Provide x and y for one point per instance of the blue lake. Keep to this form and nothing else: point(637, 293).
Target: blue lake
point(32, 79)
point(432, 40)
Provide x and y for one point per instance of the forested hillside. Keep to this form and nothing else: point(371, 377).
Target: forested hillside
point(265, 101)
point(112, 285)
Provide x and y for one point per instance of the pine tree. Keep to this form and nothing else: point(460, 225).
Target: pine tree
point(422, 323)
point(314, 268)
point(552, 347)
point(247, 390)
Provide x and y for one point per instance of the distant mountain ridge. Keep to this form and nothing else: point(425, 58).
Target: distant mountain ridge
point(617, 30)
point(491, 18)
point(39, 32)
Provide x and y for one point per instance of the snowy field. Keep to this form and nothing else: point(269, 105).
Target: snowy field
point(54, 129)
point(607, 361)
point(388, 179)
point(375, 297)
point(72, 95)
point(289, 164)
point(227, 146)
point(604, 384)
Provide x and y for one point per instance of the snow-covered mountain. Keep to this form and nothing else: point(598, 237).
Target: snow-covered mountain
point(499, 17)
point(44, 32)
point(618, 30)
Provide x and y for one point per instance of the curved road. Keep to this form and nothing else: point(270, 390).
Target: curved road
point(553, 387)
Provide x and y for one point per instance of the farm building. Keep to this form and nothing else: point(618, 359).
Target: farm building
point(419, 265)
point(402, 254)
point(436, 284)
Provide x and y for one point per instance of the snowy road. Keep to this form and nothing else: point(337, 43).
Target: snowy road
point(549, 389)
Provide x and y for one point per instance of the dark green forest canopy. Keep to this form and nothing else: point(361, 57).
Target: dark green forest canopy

....

Express every line of the records above as a JSON list of strings, one string per line, leaving out any blank lines.

[
  "Provide x and y for one point per instance of the blue lake. Keep to this form and nothing else: point(637, 293).",
  "Target: blue lake",
  "point(32, 79)",
  "point(432, 40)",
  "Provide x and y for one point per instance of the forested hillside. Keep to this form and nothing else: point(371, 377).",
  "Target: forested hillside",
  "point(265, 101)",
  "point(112, 285)",
  "Provide x and y for one point per instance of the pine tree. Keep to this form and nothing else: point(460, 225).",
  "Target: pine tree",
  "point(422, 323)",
  "point(314, 268)",
  "point(552, 347)",
  "point(247, 390)",
  "Provide x and y for one point per instance of the distant mountain ridge. Keep to this form and nothing else: point(425, 58).",
  "Target: distant mountain ridge",
  "point(617, 30)",
  "point(491, 18)",
  "point(39, 32)",
  "Provide x and y for one point per instance of the snowy field. Keep to this form and nothing else: point(269, 105).",
  "Target: snowy field",
  "point(54, 129)",
  "point(607, 361)",
  "point(388, 179)",
  "point(375, 297)",
  "point(72, 95)",
  "point(289, 164)",
  "point(227, 146)",
  "point(604, 384)",
  "Provide x and y for one point per instance of the snow-covered mountain. Keep to this form and nothing else: point(598, 237).",
  "Target: snow-covered mountain",
  "point(499, 17)",
  "point(44, 32)",
  "point(618, 30)",
  "Provide x and y for one point per instance of the curved road. Keep to this form and nothing else: point(270, 390).",
  "Target: curved road",
  "point(553, 387)",
  "Provide x and y for one point per instance of the farm building. Keep to this form and nothing else: point(618, 359).",
  "Target: farm building",
  "point(419, 265)",
  "point(402, 254)",
  "point(436, 284)",
  "Provide x and y for one point per instance of the snowy road. Keep to this form and nothing else: point(337, 43).",
  "Target: snowy road",
  "point(549, 389)",
  "Provide x and y for one point per instance of the dark green forest canopy. Keep to this form and nothing else: point(361, 57).",
  "Target: dark green forest canopy"
]